***** Document passage *****

The wingspan is 60–72 mm for males and 65–68 mm for females.

==Subspecies==
- Pseudacraea lucretia lucretia (Senegal to Nigeria)
- Pseudacraea lucretia apaturoides (C. & R. Felder, [1867]) (Madagascar)
- Pseudacraea lucretia comorana Oberthür, 1890 (Comoro Islands: Anjouan)
- Pseudacraea lucretia expansa Butler, 1878 (South Africa (Limpopo Province and Mpumalanga) Zimbabwe, Malawi, Zambia, Mozambique, east of the Rift Valley in Tanzania and Kenya)
- Pseudacraea lucretia gamae Joicey & Talbot, 1927 (São Tomé and Príncipe: Principe)
- Pseudacraea lucretia karthalae Collins, 1991 (Comoro Islands: Grand Comore Island)
- Pseudacraea lucretia protracta (Butler, 1874) (Cameroon to Angola, Zaire, Uganda, southern Sudan, western Tanzania, western Kenya)
- Pseudacraea lucretia tarquinia (Trimen, 1868) (Eastern Cape to northern KwaZulu-Natal)
- Pseudacraea lucretia walensensis (Sharpe, 1896) (southern Ethiopia)

==Biology==
Adults are on wing year round, with a peak from January to July.

The larvae feed on Mimusops obovata, Mimusops zeyheri, Mimusops afra, Englerophytum magalismontanum, E. natalense and Donella viridifolia.

***** Material provided *****

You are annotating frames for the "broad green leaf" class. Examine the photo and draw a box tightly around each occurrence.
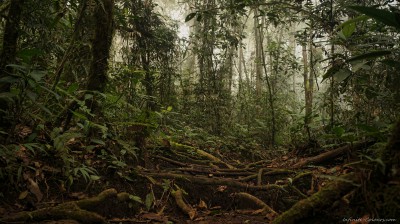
[347,50,392,62]
[349,6,400,29]
[17,48,43,63]
[145,193,154,210]
[351,61,369,72]
[382,59,400,68]
[333,68,351,83]
[0,92,17,100]
[342,23,356,38]
[67,82,79,94]
[0,75,20,84]
[26,89,38,102]
[336,15,369,31]
[29,71,46,82]
[185,12,197,23]
[90,138,106,145]
[129,195,143,204]
[332,127,345,137]
[90,175,100,181]
[322,65,340,81]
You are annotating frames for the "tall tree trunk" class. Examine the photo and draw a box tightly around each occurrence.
[258,21,276,146]
[0,0,25,130]
[254,8,263,96]
[87,0,114,112]
[301,34,311,139]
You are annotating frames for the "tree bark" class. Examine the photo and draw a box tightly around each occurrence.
[0,0,25,130]
[87,0,114,112]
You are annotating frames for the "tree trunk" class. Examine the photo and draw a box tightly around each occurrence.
[0,0,25,130]
[87,0,114,112]
[254,8,263,96]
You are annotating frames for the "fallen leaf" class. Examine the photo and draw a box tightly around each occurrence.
[28,178,43,202]
[18,191,29,200]
[217,185,228,192]
[197,199,207,210]
[142,213,168,222]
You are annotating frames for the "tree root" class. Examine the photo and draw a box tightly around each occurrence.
[0,189,117,224]
[292,142,370,169]
[272,173,356,224]
[170,142,235,169]
[138,171,285,191]
[235,192,278,215]
[172,189,197,220]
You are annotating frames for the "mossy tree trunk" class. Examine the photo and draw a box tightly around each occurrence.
[87,0,114,113]
[0,0,25,130]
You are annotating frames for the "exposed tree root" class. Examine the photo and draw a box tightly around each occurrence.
[172,189,197,220]
[292,142,369,168]
[272,173,357,224]
[138,171,285,191]
[235,192,278,215]
[0,189,117,224]
[170,142,235,169]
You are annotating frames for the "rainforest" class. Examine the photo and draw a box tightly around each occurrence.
[0,0,400,224]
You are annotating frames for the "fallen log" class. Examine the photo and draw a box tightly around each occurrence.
[292,142,370,169]
[172,189,197,220]
[0,189,117,224]
[170,142,235,169]
[272,173,358,224]
[235,192,278,215]
[137,170,286,191]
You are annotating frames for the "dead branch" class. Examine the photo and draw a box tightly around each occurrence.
[170,142,235,169]
[272,173,358,224]
[172,189,197,220]
[137,171,285,190]
[235,192,277,214]
[292,142,368,168]
[0,189,117,224]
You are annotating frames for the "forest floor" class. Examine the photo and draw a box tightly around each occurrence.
[0,137,395,224]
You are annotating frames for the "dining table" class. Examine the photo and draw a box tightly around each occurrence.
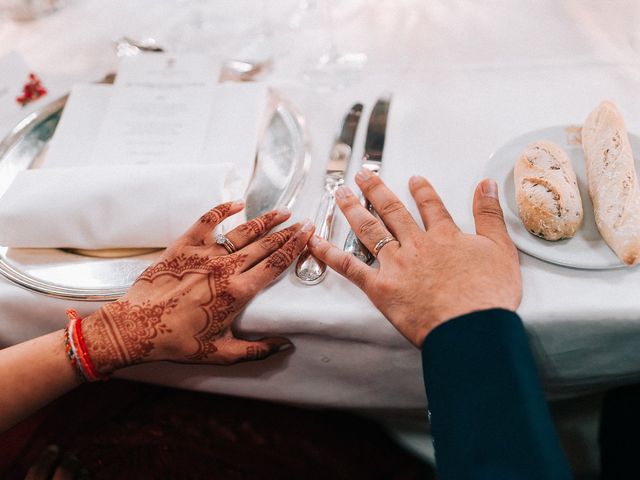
[0,0,640,422]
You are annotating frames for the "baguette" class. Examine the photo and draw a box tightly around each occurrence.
[513,140,583,240]
[582,101,640,265]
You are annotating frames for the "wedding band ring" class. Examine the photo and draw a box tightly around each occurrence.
[216,233,238,254]
[372,235,398,258]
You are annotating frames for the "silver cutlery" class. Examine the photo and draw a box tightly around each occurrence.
[296,103,363,285]
[344,95,391,265]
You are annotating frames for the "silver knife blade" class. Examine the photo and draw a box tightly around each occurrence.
[362,96,391,166]
[295,103,363,285]
[327,103,363,178]
[344,95,391,265]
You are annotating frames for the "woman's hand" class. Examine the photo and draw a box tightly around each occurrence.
[309,169,522,347]
[82,202,313,374]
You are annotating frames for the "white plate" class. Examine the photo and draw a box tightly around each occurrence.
[484,125,640,270]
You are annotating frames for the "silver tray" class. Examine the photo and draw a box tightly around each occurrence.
[0,93,310,301]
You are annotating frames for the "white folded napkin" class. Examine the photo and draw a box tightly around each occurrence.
[0,79,267,249]
[0,163,246,249]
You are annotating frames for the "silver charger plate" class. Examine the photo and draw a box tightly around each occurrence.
[484,125,640,270]
[0,92,310,301]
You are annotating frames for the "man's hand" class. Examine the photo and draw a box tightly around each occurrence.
[309,169,522,347]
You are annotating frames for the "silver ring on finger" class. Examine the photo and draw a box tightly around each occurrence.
[371,235,399,258]
[216,233,238,254]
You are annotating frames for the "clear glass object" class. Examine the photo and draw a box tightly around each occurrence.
[298,0,367,90]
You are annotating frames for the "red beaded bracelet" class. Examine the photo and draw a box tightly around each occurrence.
[65,309,109,382]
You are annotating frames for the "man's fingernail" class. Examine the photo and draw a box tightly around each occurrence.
[482,179,498,199]
[356,167,371,180]
[309,235,322,247]
[278,343,293,352]
[300,218,313,232]
[336,187,353,199]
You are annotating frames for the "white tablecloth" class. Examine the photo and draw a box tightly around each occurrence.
[0,0,640,408]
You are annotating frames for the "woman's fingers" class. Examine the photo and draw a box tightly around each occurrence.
[309,235,377,292]
[243,220,314,288]
[219,207,291,255]
[356,168,419,242]
[336,187,399,254]
[224,337,293,363]
[409,176,458,230]
[185,200,244,245]
[238,223,301,271]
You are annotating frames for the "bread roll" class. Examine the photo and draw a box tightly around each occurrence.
[582,102,640,265]
[513,140,582,240]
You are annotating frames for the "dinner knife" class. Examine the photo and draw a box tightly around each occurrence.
[344,95,391,265]
[296,103,363,285]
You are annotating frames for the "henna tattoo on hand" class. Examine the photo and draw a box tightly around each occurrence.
[186,254,247,360]
[244,345,269,360]
[238,212,278,237]
[85,298,179,374]
[136,253,216,283]
[200,203,231,225]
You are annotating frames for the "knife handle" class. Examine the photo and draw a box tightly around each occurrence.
[343,193,376,265]
[296,185,339,285]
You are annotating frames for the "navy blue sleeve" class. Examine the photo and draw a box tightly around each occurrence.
[422,309,571,480]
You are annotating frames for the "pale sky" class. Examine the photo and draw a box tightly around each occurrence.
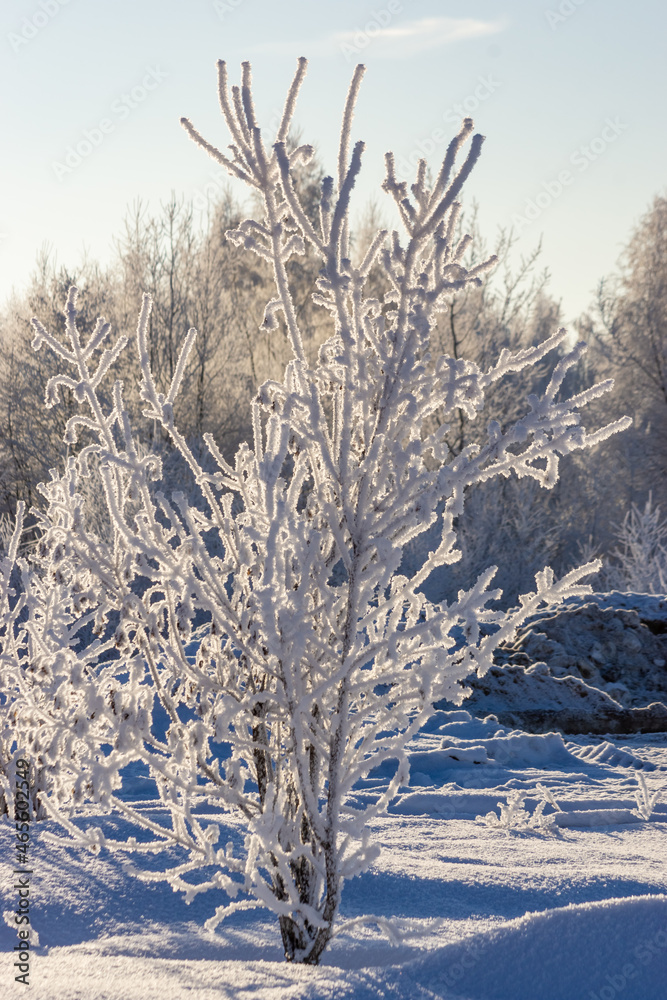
[0,0,667,320]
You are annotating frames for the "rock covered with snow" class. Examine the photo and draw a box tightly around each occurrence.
[444,592,667,734]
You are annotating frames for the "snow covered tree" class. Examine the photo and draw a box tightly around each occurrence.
[18,59,626,964]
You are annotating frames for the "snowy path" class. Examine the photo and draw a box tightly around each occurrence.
[0,714,667,1000]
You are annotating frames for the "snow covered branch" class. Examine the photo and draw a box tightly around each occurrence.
[10,60,625,963]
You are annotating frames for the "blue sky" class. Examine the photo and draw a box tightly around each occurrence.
[0,0,667,320]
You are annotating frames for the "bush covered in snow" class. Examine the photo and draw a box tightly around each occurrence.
[2,60,626,964]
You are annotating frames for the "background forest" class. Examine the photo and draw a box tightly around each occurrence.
[0,176,667,605]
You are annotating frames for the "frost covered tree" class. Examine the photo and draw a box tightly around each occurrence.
[17,59,625,964]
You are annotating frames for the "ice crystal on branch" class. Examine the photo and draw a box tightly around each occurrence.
[17,59,623,963]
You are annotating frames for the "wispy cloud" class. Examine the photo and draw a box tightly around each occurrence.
[253,17,506,59]
[333,17,505,59]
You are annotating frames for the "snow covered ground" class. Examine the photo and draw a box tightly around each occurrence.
[0,711,667,1000]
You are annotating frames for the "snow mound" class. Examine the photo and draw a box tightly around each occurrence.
[404,895,667,1000]
[23,895,667,1000]
[438,592,667,735]
[570,741,655,771]
[495,593,667,708]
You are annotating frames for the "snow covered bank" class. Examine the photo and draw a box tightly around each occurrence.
[444,593,667,734]
[0,710,667,1000]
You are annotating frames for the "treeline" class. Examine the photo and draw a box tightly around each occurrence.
[0,176,667,603]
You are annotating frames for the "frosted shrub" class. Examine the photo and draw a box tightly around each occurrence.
[17,60,624,963]
[601,494,667,594]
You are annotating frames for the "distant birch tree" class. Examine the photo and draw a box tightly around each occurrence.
[12,59,626,964]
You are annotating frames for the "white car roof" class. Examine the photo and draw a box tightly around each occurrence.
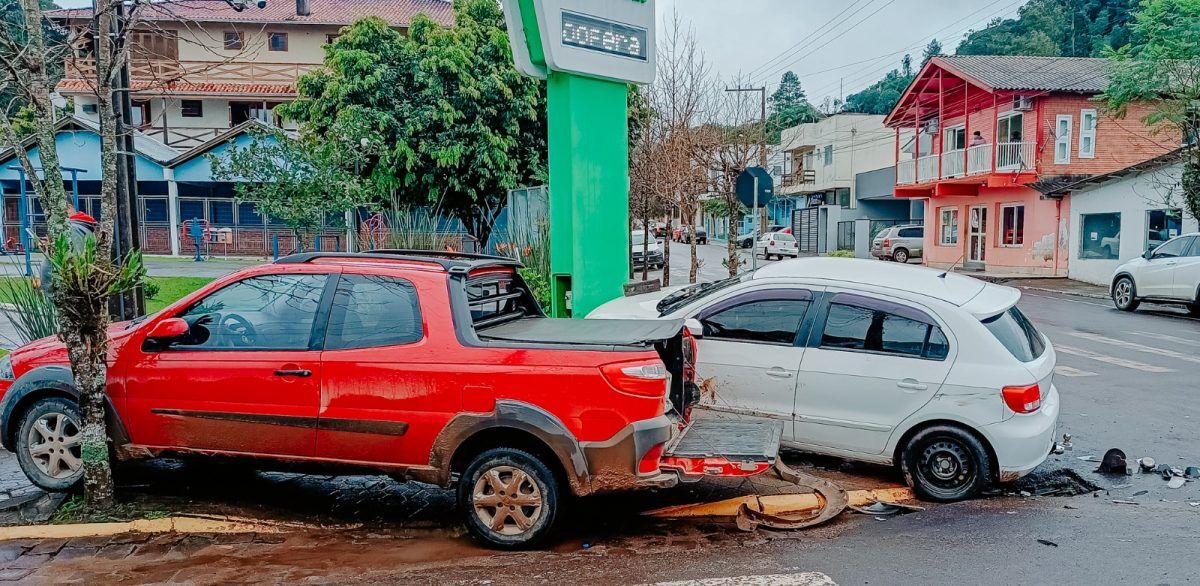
[754,257,1021,318]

*****

| Exercises |
1) Answer these questions using the Pseudacraea lucretia passage.
(a) What wingspan does it give for females?
(b) Which subspecies is listed for southern Ethiopia?
(c) During which months do adults peak on the wing?
2) Transcribe the Pseudacraea lucretia passage, starting with "- Pseudacraea lucretia protracta" and going on through "and Donella viridifolia.".
3) Using the Pseudacraea lucretia passage, explain how the ranges of the two subspecies listed for the Comoro Islands differ.

| Expected results |
1)
(a) 65–68 mm
(b) Pseudacraea lucretia walensensis
(c) January to July

2)
- Pseudacraea lucretia protracta (Butler, 1874) (Cameroon to Angola, Zaire, Uganda, southern Sudan, western Tanzania, western Kenya)
- Pseudacraea lucretia tarquinia (Trimen, 1868) (Eastern Cape to northern KwaZulu-Natal)
- Pseudacraea lucretia walensensis (Sharpe, 1896) (southern Ethiopia)

==Biology==
Adults are on wing year round, with a peak from January to July.

The larvae feed on Mimusops obovata, Mimusops zeyheri, Mimusops afra, Englerophytum magalismontanum, E. natalense and Donella viridifolia.

3) Pseudacraea lucretia comorana is listed for Anjouan. Pseudacraea lucretia karthalae is listed for Grand Comore Island. Both occur in the Comoro Islands, but each is assigned to a different island.